> INSTRUÇÃO ESCRITA
Reproduza palavra por palavra o trecho do texto sobre a corrupção no Brasil que começa em "Enfim, podemos dormir" e termina em "tão boas opções.".

> TEXTO FORNECIDO

::::

Toda e qualquer investida que se faça contra a corrupção no Brasil esbarra, antes de tudo, nesta cultura. A Lava-jato é um bom exemplo. Por um momento ficamos todos abalados; imagina, um grupo de procuradores e juízes, movidos apenas por idealismo, fazer cumprir a lei contra os poderosos! Quem estes caras pensam que são, para contrariar 500 anos de impunidade histórica? Felizmente entrou em cena o STF, guardião das nossas melhores tradições, para tranquilizar a população; assim como no futebol, a culpa é do juiz. Sérgio Moro e sua turma são hoje odiados por boa parte da população, mesmo que as provas contra eles sejam ridículas, quando comparadas às que existem contra Lula e Bolsonaro.

Enfim, podemos dormir em paz; nada vai mudar. Não há o que aprender, nunca houve fracasso, muito menos corrupção. Lula é santo, Bolsonaro é mito. Não é qualquer país que tem a sorte de ter tão boas opções.

E o Reino de Bananas, habitado pelos Macunaímas, os preguiçosos que não aprendem nunca, viverá feliz para sempre.

::::

> DADOS FORNECIDOS
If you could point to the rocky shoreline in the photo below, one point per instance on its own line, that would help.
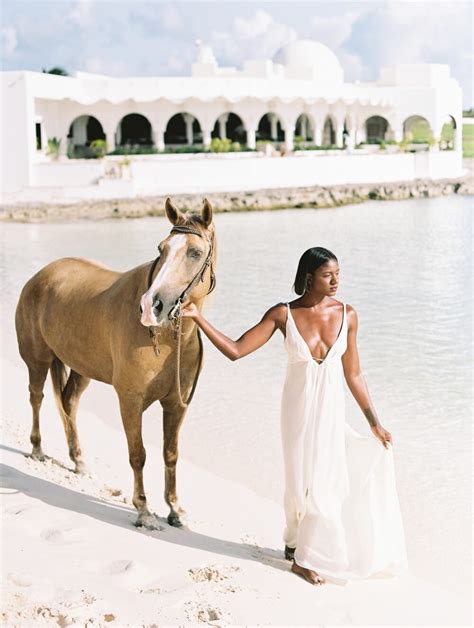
(272, 199)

::::

> RESPOSTA ESCRITA
Enfim, podemos dormir em paz; nada vai mudar. Não há o que aprender, nunca houve fracasso, muito menos corrupção. Lula é santo, Bolsonaro é mito. Não é qualquer país que tem a sorte de ter tão boas opções.